EXERCISE DETAILS :: Once you have read the data below, print all of it exactly.

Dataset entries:
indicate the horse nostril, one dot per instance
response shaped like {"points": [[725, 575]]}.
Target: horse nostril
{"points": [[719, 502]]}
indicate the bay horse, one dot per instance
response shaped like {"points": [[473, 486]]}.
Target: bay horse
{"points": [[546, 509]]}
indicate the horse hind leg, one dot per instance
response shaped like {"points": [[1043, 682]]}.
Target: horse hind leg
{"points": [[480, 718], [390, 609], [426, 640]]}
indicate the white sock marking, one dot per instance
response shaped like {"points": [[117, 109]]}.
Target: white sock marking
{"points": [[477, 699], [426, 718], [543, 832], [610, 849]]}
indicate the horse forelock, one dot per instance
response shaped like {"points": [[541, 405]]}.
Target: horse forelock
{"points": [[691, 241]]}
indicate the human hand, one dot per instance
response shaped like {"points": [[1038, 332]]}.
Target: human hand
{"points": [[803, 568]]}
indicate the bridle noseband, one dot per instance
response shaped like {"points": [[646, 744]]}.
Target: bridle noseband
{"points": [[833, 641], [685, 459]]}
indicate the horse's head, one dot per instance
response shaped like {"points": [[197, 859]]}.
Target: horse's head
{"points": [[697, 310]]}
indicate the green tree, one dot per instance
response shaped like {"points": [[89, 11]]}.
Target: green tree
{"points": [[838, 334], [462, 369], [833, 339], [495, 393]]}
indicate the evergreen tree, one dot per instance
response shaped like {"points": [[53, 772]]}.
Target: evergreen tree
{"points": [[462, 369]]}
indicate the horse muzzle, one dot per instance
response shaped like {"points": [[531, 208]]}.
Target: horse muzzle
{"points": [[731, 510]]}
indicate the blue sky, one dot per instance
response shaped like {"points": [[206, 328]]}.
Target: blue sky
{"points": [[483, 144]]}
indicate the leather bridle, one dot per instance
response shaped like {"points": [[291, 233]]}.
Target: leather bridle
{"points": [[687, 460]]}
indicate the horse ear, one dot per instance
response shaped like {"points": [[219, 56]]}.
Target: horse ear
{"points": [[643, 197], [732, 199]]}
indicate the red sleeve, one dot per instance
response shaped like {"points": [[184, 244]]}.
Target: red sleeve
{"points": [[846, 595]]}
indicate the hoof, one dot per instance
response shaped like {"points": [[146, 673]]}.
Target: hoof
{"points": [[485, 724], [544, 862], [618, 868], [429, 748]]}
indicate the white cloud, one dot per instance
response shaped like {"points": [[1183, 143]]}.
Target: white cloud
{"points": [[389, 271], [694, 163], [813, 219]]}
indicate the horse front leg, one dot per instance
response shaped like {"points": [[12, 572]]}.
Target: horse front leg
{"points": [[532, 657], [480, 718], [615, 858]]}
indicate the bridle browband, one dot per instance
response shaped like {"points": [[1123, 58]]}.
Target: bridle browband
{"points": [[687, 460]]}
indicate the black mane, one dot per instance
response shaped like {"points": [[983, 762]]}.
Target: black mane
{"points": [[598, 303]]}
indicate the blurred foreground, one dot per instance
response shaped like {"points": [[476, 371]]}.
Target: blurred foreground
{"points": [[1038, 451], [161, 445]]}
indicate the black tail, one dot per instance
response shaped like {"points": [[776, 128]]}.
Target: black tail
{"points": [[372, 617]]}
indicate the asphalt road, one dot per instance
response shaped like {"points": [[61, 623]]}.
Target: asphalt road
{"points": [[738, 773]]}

YOUR SOLUTION ::
indicate the horse nostril, one dot per instance
response shaped like {"points": [[725, 575]]}.
Target: horse nostril
{"points": [[719, 502]]}
indicate the bay horse, one dot per instance
response shaped like {"points": [[473, 486]]}.
Target: bay horse
{"points": [[546, 509]]}
indicate the horse hind leg, one dot per instance
response shaped like {"points": [[1043, 682]]}.
Target: horse hind leg
{"points": [[480, 718], [390, 609], [426, 640]]}
indicate the white sock marking, one dot per instance
response shaped like {"points": [[117, 109]]}.
Target: white sock marking
{"points": [[477, 699], [426, 718], [543, 832], [610, 849]]}
indicate the horse forelock, one dot per instance
response shaped like {"points": [[541, 405]]}.
Target: horse forelock
{"points": [[691, 241]]}
indicate the human hand, one dot per instance
response shaped like {"points": [[1038, 332]]}.
Target: human hand
{"points": [[803, 568]]}
indicate the bridle noseband, one dot per instance
response shaped like {"points": [[646, 744]]}.
Target: bridle noseband
{"points": [[833, 641], [685, 459]]}
indicate the horse's head, one dot per instance
response shaped like {"points": [[197, 859]]}.
Target: horse's head
{"points": [[697, 310]]}
indicate the green tree, one dot per instance
response shaped like {"points": [[89, 11]]}.
Target: green tree
{"points": [[838, 334], [462, 369], [833, 339], [495, 393]]}
indicate the evergreen tree, one dot per instance
response shaped like {"points": [[53, 772]]}.
Target: evergreen tree
{"points": [[462, 369]]}
indicate the horse muzzle, one dot per instance
response shaped like {"points": [[531, 208]]}.
Target: horse muzzle
{"points": [[731, 510]]}
indicate the blue sky, one dot per instance
response shaped like {"points": [[206, 328]]}.
Target: blue sky
{"points": [[483, 144]]}
indicate the leather bridle, one dot per instance
response shaped like {"points": [[291, 233]]}.
Target: leather bridle
{"points": [[687, 460]]}
indicate the horse ear, one dot per instance
response shaped like {"points": [[219, 56]]}.
Target: horse ear
{"points": [[643, 197], [732, 199]]}
indicate the red sleeve, one dot per instance
response shaped like {"points": [[184, 244]]}.
Target: red sleeve
{"points": [[846, 595]]}
indicate the hoof, one dot per instance
response shaped like {"points": [[146, 673]]}.
Target: hoof
{"points": [[485, 724], [544, 862], [618, 868], [429, 748]]}
indicate the white cloud, one dot per instance
response shaped like {"points": [[1183, 143]]}.
Target: white cloud
{"points": [[389, 271], [694, 163], [813, 219]]}
indicate the horse front leg, one dot per instance
response shaped like {"points": [[12, 572]]}.
Target: horse front leg
{"points": [[532, 657], [480, 718], [615, 858]]}
indicate the bridle browband, one dot per instance
response shaped like {"points": [[1123, 58]]}.
Target: bridle browband
{"points": [[687, 460]]}
indicate the black mane, one dot per instance
response shaped like {"points": [[983, 762]]}.
Target: black mane
{"points": [[598, 303]]}
indicate the blurred foreground, one dot per instance
response shaped like {"points": [[476, 371]]}.
Target: blurred foreground
{"points": [[1038, 451], [161, 445]]}
indicate the black tail, one dot per instance
response shaped like {"points": [[776, 128]]}.
Target: black tail
{"points": [[372, 617]]}
indicate the asphalt road, one dot per instance
response shaped like {"points": [[61, 623]]}.
Target: asphalt road
{"points": [[738, 773]]}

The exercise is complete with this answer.